Material for this exercise below:

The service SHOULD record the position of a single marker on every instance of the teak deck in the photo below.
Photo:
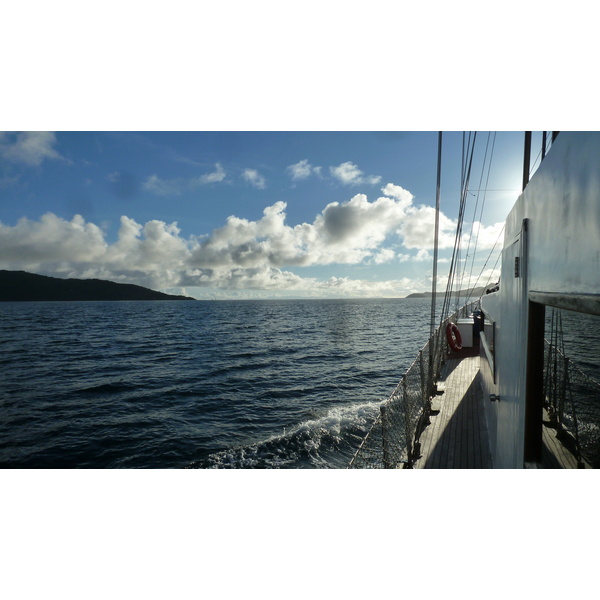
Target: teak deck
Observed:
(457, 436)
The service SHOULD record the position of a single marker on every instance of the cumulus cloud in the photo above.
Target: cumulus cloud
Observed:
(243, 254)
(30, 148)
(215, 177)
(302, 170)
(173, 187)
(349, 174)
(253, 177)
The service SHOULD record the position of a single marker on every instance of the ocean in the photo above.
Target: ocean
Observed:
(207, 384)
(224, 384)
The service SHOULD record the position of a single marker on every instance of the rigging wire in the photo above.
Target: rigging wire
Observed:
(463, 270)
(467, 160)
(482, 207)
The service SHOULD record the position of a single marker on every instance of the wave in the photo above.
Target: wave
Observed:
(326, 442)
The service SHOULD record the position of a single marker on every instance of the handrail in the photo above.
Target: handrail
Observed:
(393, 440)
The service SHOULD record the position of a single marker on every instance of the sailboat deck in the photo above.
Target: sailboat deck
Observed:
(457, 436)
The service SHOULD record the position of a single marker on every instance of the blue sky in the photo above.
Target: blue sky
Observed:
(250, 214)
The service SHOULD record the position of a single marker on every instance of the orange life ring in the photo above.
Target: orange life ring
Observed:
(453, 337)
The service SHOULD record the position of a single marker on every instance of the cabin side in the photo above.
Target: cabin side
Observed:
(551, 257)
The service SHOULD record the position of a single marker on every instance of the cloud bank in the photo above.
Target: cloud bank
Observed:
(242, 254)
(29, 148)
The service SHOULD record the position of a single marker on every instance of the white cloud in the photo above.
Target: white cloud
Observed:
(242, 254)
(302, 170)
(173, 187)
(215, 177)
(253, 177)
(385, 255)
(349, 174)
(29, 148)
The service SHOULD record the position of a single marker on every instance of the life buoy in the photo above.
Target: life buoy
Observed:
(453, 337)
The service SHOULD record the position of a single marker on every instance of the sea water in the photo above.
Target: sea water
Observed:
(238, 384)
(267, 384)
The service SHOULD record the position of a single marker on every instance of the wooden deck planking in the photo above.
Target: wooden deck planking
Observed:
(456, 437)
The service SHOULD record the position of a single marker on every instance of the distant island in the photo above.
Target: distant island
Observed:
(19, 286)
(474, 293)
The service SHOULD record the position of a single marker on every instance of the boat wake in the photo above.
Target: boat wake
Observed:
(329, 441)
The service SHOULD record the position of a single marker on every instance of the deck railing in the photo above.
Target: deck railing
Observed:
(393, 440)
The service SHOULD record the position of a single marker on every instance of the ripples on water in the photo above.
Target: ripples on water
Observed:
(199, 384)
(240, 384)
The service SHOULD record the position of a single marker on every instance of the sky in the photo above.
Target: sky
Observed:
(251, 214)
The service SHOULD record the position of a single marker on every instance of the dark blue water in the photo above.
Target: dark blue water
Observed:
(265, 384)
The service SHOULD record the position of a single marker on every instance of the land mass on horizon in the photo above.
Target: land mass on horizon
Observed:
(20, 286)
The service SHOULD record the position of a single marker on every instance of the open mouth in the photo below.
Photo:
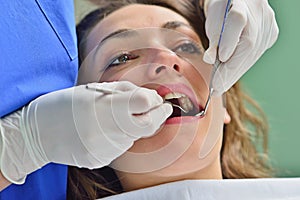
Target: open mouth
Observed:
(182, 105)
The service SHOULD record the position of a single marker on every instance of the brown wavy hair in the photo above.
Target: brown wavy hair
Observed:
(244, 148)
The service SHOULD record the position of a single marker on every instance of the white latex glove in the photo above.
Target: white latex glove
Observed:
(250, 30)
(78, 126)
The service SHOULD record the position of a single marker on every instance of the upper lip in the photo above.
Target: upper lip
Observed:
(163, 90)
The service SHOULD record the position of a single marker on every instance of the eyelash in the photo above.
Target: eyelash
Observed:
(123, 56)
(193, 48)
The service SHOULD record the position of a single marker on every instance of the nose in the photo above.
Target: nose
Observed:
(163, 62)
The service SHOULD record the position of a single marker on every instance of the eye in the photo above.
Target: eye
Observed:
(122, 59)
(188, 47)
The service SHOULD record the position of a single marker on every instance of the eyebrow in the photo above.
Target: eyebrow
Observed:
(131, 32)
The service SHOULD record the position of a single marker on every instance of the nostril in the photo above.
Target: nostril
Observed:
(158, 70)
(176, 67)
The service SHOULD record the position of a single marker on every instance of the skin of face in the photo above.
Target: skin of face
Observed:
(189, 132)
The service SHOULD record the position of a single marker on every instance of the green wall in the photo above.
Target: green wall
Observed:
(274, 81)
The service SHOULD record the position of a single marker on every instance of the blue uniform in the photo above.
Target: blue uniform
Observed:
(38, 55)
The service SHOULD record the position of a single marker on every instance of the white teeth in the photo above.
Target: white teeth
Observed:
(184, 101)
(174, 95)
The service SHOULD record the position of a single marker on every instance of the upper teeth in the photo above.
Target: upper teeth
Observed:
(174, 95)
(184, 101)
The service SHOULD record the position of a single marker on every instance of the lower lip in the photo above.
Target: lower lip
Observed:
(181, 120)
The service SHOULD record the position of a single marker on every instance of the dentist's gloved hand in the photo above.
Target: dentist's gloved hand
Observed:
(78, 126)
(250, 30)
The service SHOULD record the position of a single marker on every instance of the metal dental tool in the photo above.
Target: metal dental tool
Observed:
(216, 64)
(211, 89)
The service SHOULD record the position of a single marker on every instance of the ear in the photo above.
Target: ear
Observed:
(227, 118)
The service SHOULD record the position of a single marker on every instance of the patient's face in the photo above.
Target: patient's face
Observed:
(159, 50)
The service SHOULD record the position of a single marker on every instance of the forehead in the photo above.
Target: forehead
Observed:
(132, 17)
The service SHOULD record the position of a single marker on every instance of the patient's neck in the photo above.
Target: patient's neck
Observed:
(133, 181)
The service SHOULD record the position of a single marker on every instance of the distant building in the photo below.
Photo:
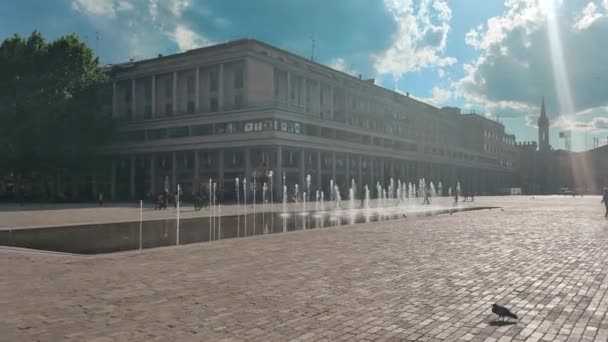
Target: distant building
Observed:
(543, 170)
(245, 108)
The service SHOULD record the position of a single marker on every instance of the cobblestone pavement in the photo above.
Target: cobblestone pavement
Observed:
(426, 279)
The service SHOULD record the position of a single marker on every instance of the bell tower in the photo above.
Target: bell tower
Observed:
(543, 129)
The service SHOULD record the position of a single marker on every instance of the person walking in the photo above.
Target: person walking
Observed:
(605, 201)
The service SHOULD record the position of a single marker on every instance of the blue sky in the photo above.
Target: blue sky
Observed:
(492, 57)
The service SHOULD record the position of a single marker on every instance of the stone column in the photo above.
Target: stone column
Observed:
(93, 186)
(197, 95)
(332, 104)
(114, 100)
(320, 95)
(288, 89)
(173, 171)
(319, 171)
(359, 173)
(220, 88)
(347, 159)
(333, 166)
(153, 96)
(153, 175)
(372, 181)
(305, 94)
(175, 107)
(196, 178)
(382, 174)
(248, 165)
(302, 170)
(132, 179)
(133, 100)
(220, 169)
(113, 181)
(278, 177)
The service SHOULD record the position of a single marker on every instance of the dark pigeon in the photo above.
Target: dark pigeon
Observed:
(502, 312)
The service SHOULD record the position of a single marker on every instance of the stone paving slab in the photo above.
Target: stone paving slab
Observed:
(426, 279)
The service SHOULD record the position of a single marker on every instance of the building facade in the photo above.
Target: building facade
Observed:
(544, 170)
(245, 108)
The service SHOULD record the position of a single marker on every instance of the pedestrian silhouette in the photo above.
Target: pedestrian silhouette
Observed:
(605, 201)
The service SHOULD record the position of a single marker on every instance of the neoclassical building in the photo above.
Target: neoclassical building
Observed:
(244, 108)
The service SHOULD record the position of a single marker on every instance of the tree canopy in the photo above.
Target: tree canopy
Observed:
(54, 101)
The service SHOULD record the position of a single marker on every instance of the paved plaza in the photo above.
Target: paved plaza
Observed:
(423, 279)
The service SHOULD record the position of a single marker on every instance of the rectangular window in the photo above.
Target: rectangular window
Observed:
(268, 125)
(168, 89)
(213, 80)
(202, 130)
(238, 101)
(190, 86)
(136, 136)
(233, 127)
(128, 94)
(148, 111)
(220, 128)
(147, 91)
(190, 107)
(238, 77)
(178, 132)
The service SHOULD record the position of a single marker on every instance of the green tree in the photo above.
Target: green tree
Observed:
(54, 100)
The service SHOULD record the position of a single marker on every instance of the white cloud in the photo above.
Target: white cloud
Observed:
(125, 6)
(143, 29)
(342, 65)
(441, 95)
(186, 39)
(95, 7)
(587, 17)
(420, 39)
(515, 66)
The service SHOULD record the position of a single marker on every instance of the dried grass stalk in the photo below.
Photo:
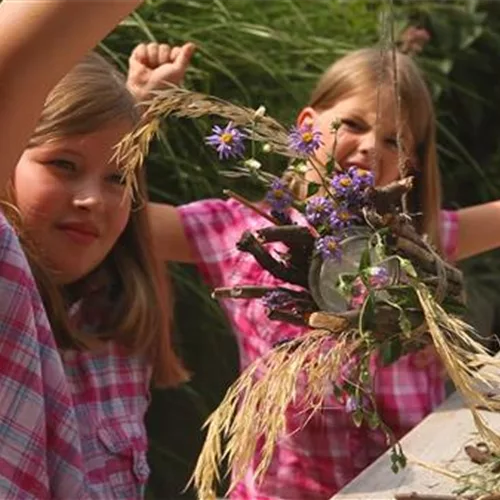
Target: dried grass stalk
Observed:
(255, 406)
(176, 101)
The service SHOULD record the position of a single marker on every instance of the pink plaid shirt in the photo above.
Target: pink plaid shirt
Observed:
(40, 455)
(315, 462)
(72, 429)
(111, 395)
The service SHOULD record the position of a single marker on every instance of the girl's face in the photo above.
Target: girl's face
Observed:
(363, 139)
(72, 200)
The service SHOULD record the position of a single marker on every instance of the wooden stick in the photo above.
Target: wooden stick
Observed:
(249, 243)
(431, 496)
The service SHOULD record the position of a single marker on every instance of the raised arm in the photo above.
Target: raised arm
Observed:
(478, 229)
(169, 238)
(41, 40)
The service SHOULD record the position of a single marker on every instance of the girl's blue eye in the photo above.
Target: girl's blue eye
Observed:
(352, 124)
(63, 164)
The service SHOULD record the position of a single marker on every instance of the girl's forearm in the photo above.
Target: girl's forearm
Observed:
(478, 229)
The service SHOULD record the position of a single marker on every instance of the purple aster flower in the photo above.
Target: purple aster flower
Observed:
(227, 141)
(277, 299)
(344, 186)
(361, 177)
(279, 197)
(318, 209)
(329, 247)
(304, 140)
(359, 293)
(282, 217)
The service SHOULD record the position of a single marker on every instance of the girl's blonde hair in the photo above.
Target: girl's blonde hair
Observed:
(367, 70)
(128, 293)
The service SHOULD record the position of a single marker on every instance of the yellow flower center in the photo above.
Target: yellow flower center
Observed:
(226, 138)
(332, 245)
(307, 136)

End of Material for this exercise.
Material for this exercise below:

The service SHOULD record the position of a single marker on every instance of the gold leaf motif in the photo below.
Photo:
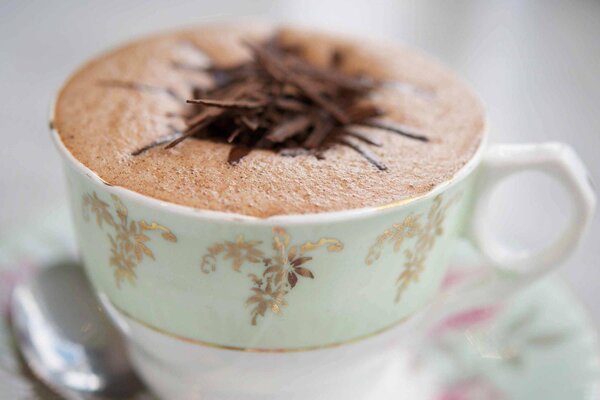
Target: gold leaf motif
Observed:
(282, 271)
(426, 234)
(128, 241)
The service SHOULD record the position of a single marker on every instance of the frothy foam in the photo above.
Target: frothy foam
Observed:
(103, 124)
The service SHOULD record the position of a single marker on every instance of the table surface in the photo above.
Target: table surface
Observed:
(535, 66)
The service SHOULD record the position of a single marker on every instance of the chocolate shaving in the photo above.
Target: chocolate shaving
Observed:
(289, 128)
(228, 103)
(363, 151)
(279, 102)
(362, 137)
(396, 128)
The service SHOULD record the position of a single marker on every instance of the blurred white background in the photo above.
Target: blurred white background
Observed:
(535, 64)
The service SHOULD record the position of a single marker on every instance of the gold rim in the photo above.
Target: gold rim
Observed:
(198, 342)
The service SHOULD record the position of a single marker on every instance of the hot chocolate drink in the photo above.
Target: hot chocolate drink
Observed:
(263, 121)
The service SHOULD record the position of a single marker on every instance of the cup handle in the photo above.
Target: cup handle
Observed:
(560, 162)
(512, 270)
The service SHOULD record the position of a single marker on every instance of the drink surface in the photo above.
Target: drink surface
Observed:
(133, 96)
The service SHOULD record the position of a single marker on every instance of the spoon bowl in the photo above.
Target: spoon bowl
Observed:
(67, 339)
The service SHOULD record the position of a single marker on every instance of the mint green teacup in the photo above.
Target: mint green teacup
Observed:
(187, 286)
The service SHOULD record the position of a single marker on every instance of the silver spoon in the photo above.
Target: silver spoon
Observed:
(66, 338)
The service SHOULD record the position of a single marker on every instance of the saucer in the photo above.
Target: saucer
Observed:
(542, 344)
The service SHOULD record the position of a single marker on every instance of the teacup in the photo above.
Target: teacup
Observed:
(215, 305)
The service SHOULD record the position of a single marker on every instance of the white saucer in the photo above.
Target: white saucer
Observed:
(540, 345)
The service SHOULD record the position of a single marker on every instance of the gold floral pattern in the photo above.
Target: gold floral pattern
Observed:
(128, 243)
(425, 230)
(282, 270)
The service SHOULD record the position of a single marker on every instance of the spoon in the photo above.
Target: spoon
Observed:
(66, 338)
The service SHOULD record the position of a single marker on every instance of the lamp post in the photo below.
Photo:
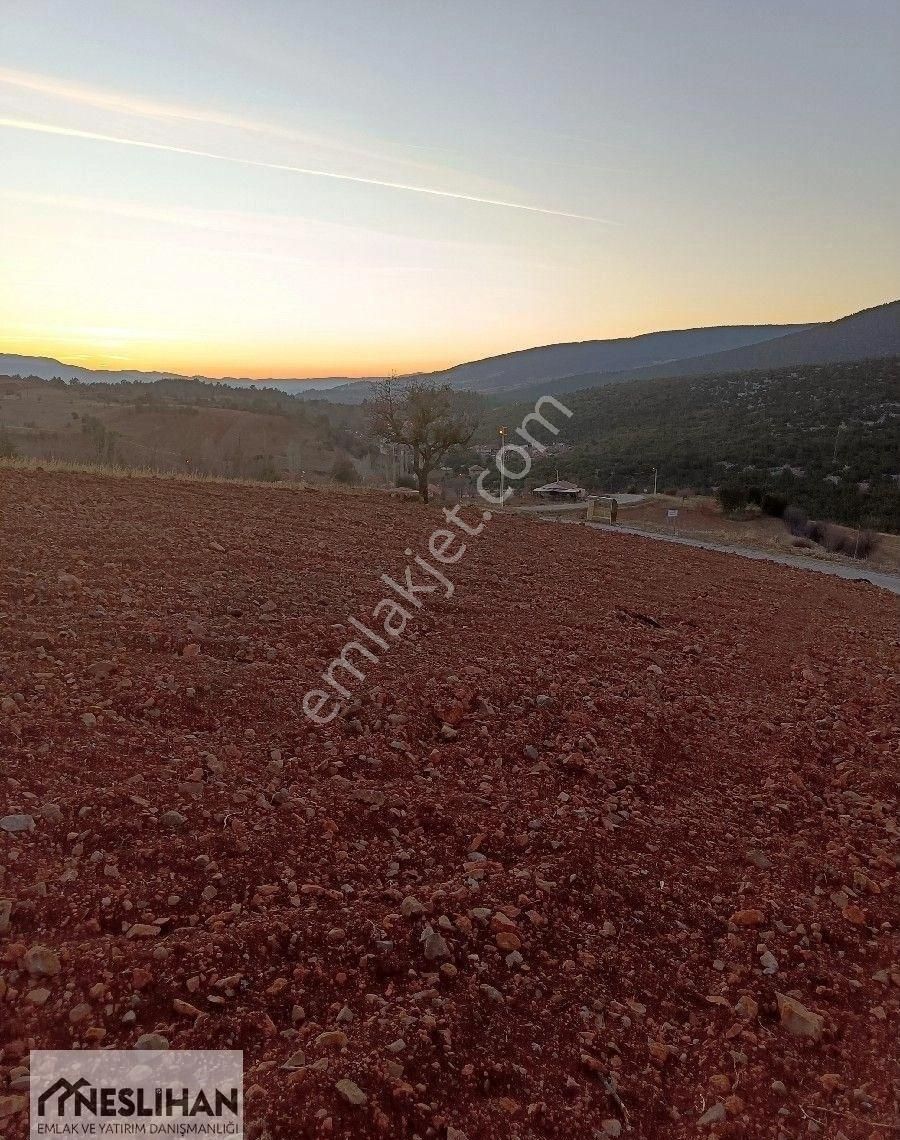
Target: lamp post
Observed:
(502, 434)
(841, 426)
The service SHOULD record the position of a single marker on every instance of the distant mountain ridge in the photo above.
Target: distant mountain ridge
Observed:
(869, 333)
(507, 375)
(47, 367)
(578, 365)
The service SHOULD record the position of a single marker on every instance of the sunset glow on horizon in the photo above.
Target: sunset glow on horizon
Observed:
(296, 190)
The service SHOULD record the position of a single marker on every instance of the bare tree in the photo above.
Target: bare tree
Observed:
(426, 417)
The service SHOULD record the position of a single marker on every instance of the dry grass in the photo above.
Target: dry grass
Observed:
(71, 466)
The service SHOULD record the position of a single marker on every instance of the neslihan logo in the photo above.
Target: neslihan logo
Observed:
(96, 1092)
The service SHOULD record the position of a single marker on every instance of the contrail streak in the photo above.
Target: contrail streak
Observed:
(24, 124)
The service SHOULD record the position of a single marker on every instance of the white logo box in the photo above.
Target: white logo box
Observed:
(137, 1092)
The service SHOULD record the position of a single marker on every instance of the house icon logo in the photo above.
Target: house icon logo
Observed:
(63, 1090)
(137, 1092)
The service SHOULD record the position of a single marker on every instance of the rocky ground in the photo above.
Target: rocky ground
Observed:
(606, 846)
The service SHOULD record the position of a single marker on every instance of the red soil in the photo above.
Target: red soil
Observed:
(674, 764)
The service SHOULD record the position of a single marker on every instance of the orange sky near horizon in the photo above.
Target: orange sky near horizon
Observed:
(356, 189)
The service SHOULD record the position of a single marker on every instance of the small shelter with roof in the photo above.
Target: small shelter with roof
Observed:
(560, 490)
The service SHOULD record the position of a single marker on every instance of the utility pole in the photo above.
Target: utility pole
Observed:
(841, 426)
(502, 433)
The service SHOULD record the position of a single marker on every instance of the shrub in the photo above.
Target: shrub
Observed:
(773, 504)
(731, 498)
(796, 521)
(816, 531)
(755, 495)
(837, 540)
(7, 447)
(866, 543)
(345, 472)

End of Material for this exercise.
Material for this exercise below:

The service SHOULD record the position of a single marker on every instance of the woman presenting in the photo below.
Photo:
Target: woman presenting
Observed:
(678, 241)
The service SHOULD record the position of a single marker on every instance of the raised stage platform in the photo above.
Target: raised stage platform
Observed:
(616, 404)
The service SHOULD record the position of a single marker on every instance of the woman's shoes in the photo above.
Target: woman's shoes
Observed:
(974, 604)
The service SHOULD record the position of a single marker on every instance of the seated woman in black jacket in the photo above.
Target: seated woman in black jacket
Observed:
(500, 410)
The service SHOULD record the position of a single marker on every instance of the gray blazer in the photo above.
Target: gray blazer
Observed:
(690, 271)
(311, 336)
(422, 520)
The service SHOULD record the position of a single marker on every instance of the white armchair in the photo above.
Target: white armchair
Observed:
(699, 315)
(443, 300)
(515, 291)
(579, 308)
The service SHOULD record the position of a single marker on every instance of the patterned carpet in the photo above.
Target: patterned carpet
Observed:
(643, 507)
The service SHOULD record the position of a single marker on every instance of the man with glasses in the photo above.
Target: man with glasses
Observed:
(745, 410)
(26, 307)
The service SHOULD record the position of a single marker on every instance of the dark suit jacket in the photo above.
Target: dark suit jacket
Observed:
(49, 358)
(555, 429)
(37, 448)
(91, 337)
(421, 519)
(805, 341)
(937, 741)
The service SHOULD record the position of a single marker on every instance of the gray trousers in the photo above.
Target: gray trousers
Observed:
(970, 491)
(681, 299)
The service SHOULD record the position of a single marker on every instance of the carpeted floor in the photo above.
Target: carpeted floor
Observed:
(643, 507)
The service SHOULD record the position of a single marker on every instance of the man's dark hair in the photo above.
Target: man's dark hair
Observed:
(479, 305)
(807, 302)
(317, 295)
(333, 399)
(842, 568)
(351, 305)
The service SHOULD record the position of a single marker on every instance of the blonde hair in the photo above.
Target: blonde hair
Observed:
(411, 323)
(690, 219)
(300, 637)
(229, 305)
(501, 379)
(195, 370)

End of Material for this exercise.

Work request — Return each line from the entries above that includes "gloved".

Result of this task —
The service SHOULD record the position of a single marker on every instance of the dentist's gloved hand in the photo above.
Target: dentist's gloved hand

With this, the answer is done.